事務所でテイクアウトの焼きそばを食べて、13時から挨拶回り。

■7月12日(水)
9時11分の新幹線で東京へ。
10時半から民法改正ネットワークの人たちが状況説明に来る。
民法改正に向けての自分なりのアイディアを説明し情報交換。
民法が改正されないためにいかに多くの人が傷つき苦労しているかがよくわかる。

余談だが、先週発売になった「週刊文春」に、「水島代議士『三度離婚』でも政界失楽園の船田元に勝った理由」という、なにやら扇情的なタイトルの記事がある。
本文を読めば、私たち夫婦が別姓を維持するためにやむを得ずペーパー離再婚を行っているだけのことだという事情がわかるのだが、新聞広告などでタイトルだけが一人歩きしてしまい、「いったいどういうこと?」と、地元でちょっとした騒ぎが起こっている。

その後、会館でたまっている用事を秘書の鳥居さんと共に片づけ、14時すぎに慶応大学へ。

# [データ抜粋]
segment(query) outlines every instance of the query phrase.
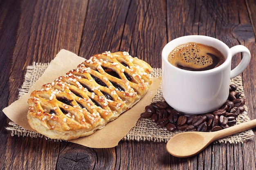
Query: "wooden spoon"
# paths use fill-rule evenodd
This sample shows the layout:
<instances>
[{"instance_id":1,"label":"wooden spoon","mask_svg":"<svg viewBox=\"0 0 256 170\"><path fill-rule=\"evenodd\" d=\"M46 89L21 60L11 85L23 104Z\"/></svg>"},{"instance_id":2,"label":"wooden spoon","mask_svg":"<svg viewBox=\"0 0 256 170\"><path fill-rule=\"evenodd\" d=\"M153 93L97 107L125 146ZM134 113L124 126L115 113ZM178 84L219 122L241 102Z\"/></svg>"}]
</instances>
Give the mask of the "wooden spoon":
<instances>
[{"instance_id":1,"label":"wooden spoon","mask_svg":"<svg viewBox=\"0 0 256 170\"><path fill-rule=\"evenodd\" d=\"M171 138L166 148L175 157L191 157L199 153L214 141L256 127L256 119L254 119L216 132L182 132Z\"/></svg>"}]
</instances>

# [問題文]
上の日記を読み、次の問いに答えてください。
1. 7月12日に東京へ向かう際、何時何分の新幹線に乗りましたか。
2. 民法改正ネットワークの人たちは何時から状況説明に来ましたか。
3. 会館でたまっている用事は誰と共に片づけましたか。

# [解答]
1. 9時11分の新幹線です。
2. 10時半からです。
3. 秘書の鳥居さんと共に片づけました。